- [Directions]: Reproduce every entry precisely as written.

- [Data section]:

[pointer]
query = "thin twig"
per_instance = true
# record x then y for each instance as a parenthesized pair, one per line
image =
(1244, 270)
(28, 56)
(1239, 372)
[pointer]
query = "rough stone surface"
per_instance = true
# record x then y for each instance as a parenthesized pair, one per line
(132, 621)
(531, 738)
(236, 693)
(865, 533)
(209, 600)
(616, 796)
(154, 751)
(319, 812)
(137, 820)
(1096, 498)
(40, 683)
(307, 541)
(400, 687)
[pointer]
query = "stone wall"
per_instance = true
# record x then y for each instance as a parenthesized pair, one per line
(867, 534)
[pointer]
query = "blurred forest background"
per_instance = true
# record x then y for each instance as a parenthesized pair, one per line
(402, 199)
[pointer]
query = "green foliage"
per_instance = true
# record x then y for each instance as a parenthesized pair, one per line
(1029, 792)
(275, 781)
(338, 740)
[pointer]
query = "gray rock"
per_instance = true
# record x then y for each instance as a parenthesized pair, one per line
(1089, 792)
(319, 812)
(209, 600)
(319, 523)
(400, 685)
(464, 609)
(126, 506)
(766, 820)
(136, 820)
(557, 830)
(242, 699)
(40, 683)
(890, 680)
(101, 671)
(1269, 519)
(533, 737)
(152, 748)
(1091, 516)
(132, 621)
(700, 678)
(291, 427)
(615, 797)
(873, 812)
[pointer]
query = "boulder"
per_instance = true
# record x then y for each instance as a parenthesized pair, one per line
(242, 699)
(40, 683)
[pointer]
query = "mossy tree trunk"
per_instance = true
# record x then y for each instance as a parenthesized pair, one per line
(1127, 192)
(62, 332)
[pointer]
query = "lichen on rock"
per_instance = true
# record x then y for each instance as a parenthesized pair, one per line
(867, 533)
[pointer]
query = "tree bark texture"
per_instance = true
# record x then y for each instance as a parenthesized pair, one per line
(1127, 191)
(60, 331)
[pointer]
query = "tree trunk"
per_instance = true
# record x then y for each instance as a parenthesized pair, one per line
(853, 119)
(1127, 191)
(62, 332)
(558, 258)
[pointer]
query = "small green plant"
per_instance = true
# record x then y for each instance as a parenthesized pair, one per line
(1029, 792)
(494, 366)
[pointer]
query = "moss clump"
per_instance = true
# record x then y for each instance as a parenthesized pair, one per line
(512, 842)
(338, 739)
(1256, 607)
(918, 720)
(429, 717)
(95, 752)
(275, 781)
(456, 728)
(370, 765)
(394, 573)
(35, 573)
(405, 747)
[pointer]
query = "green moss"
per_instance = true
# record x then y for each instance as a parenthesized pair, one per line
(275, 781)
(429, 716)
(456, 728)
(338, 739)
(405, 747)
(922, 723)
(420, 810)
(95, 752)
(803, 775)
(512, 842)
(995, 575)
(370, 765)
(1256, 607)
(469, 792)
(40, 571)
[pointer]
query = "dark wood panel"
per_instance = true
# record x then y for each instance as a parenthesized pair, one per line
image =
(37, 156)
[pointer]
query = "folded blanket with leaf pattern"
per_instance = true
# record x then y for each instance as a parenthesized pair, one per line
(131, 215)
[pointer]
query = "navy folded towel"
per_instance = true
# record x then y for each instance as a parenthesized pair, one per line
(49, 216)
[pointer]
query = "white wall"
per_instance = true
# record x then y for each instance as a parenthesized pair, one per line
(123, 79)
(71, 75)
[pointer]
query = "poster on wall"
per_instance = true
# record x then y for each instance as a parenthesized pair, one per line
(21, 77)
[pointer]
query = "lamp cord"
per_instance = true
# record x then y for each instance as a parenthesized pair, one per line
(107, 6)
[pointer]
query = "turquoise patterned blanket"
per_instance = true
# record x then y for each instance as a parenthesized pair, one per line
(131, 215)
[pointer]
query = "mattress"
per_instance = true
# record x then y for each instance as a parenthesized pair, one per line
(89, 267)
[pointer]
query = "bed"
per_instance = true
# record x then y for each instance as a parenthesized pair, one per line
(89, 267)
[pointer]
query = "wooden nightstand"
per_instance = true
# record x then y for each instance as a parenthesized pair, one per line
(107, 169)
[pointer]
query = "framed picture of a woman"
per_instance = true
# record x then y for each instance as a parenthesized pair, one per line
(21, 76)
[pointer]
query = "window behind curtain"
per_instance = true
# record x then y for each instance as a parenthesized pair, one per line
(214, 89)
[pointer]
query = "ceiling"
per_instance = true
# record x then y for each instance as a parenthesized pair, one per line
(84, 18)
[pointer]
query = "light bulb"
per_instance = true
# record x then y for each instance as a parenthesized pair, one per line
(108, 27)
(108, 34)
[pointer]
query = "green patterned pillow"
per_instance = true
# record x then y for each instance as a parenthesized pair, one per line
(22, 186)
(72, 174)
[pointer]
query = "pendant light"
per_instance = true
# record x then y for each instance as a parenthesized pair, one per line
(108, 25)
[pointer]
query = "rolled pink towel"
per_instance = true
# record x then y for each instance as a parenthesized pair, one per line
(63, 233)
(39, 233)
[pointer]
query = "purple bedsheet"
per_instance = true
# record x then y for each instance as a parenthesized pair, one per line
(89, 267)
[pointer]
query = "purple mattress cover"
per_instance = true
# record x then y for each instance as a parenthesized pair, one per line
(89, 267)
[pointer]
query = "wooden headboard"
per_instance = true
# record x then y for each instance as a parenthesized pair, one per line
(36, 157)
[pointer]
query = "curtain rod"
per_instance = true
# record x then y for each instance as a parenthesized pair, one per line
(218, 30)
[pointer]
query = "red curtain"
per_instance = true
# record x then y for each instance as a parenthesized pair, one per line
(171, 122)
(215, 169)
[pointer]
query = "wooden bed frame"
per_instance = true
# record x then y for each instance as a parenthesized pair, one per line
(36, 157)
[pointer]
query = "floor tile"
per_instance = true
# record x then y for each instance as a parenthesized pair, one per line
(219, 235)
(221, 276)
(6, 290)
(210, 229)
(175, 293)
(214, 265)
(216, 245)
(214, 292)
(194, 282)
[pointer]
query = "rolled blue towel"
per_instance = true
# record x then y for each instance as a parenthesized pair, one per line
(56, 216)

- [Exercise result]:
[pointer]
query = "thin twig"
per_instance = true
# record x then y for each instance as a parenthesized pair, one per line
image =
(1244, 270)
(28, 56)
(1239, 372)
[pointer]
query = "rough stone surface"
per_instance = true
# record x then y for each instance as a parenthesized pair, one per line
(132, 621)
(531, 738)
(236, 693)
(865, 533)
(209, 600)
(616, 796)
(154, 751)
(319, 812)
(137, 820)
(1096, 498)
(40, 683)
(307, 541)
(400, 687)
[pointer]
query = "stone wall"
per_instance = true
# record x then y for each instance as a parenthesized pair, one per line
(867, 534)
[pointer]
query = "blurred forest background"
per_instance = true
# record x then y for each instance as a parenthesized pair, one per line
(402, 199)
[pointer]
query = "green foliage"
per_instance = true
# record x then y for each instance as a parenthesized pair, one per line
(1029, 792)
(275, 781)
(338, 740)
[pointer]
query = "gray rock"
per_instance = true
# record x then y for each instance as a parenthesized pair, one per line
(1089, 792)
(319, 812)
(209, 600)
(319, 523)
(400, 685)
(464, 609)
(126, 506)
(766, 820)
(136, 820)
(557, 830)
(242, 699)
(40, 683)
(890, 680)
(101, 671)
(1269, 519)
(533, 737)
(152, 748)
(1091, 516)
(132, 621)
(700, 678)
(291, 427)
(615, 797)
(873, 812)
[pointer]
query = "boulder"
per_instance = true
# record x then y for each instance as a parenthesized pair, one per line
(242, 699)
(40, 683)
[pointer]
query = "mossy tree trunk"
per_instance = true
# record x then y for each instance as a parenthesized pair, one per line
(1127, 192)
(62, 332)
[pointer]
query = "lichen on rock"
per_instance = true
# record x then y for each instance as a parenthesized pair, one per line
(867, 533)
[pointer]
query = "tree bark texture"
per_instance = true
# record x then y for each instance as a parenthesized pair, one per line
(1127, 191)
(60, 331)
[pointer]
query = "tree trunk"
per_instance = true
# record x then y for each instance as a parenthesized pair, one per line
(853, 119)
(1127, 191)
(62, 332)
(558, 258)
[pointer]
query = "small green plant"
per_instance = true
# record x then y for each instance as a parenthesized pair, one per line
(1029, 792)
(494, 366)
[pointer]
query = "moss clump"
per_instance = true
# record x then y for each instance as a parenthesized pair, one per line
(512, 842)
(338, 739)
(1256, 607)
(918, 720)
(429, 717)
(95, 752)
(275, 781)
(456, 728)
(370, 765)
(394, 573)
(35, 573)
(405, 747)
[pointer]
query = "green moss"
per_instance = true
# record x then y for each instance as a parenthesized pair, one per line
(275, 781)
(429, 716)
(456, 728)
(338, 739)
(405, 747)
(922, 723)
(420, 810)
(95, 752)
(803, 775)
(512, 842)
(995, 575)
(370, 765)
(1256, 607)
(469, 792)
(40, 571)
[pointer]
query = "dark wood panel"
per_instance = true
# record x then y for each instance as a parenthesized pair, one per line
image =
(37, 156)
[pointer]
query = "folded blanket with leaf pattern"
per_instance = true
# record x then y for each instance as a parenthesized pair, one per line
(131, 215)
[pointer]
query = "navy folded towel"
per_instance = true
# record x then y for each instance as a parenthesized pair, one per line
(49, 216)
[pointer]
query = "white wall"
per_instance = true
# record x then y for each instance as a parenthesized pair, one per line
(123, 79)
(71, 75)
[pointer]
query = "poster on wall"
per_instance = true
# record x then y for each instance as a parenthesized pair, one per line
(21, 77)
[pointer]
query = "lamp cord"
per_instance = true
# record x then y for each instance as a parenthesized pair, one per line
(107, 6)
[pointer]
query = "turquoise patterned blanket"
per_instance = true
# record x then y for each instance as a parenthesized pair, one per line
(131, 215)
[pointer]
query = "mattress"
per_instance = true
# record x then y for each instance as a parenthesized pair, one per line
(89, 267)
[pointer]
query = "bed"
per_instance = true
# record x then y for each instance as a parenthesized pair, one per line
(89, 267)
[pointer]
query = "wooden nightstand"
per_instance = true
# record x then y for each instance as a parenthesized pair, one per line
(107, 169)
[pointer]
query = "framed picture of a woman"
per_instance = true
# record x then y for each instance as a parenthesized pair, one per line
(21, 76)
[pointer]
query = "window behind curtain"
per_instance = true
# record x then y for each instance as a parenthesized pair, one per line
(214, 89)
[pointer]
query = "ceiling"
per_instance = true
# record x then y for each instance as a parenthesized pair, one per line
(84, 18)
[pointer]
query = "light bulb"
per_instance = true
# record x then y for each instance as a parenthesized pair, one per line
(108, 27)
(108, 34)
[pointer]
query = "green patterned pillow"
per_instance = true
# record x then y for each instance as a parenthesized pair, one per line
(22, 186)
(72, 174)
[pointer]
query = "pendant light"
per_instance = true
# record x then y for each instance as a parenthesized pair, one per line
(108, 25)
[pointer]
query = "rolled pink towel"
per_instance = true
# record x then y for each instance as a parenthesized pair, one per line
(63, 233)
(39, 233)
[pointer]
query = "purple bedsheet"
per_instance = true
# record x then y for each instance as a parenthesized pair, one per line
(89, 267)
[pointer]
query = "purple mattress cover"
per_instance = true
# record x then y for each instance as a parenthesized pair, one per line
(89, 267)
[pointer]
query = "wooden headboard"
per_instance = true
# record x then y for each instance as a parenthesized pair, one per line
(36, 157)
[pointer]
query = "curtain rod"
per_instance = true
# record x then y for each instance as a parenthesized pair, one per line
(218, 30)
[pointer]
query = "red curtain"
per_instance = true
# record x then y for each instance as a parenthesized pair, one per line
(171, 122)
(215, 169)
[pointer]
query = "wooden bed frame"
per_instance = true
# record x then y for each instance as a parenthesized pair, one per line
(36, 157)
[pointer]
query = "floor tile"
per_instance = true
# record x then y for each instance as a parenthesized pair, one per line
(219, 235)
(221, 276)
(6, 290)
(210, 229)
(175, 293)
(214, 265)
(216, 245)
(214, 292)
(194, 282)
[pointer]
query = "rolled blue towel"
per_instance = true
# record x then y for each instance as a parenthesized pair, one per line
(56, 216)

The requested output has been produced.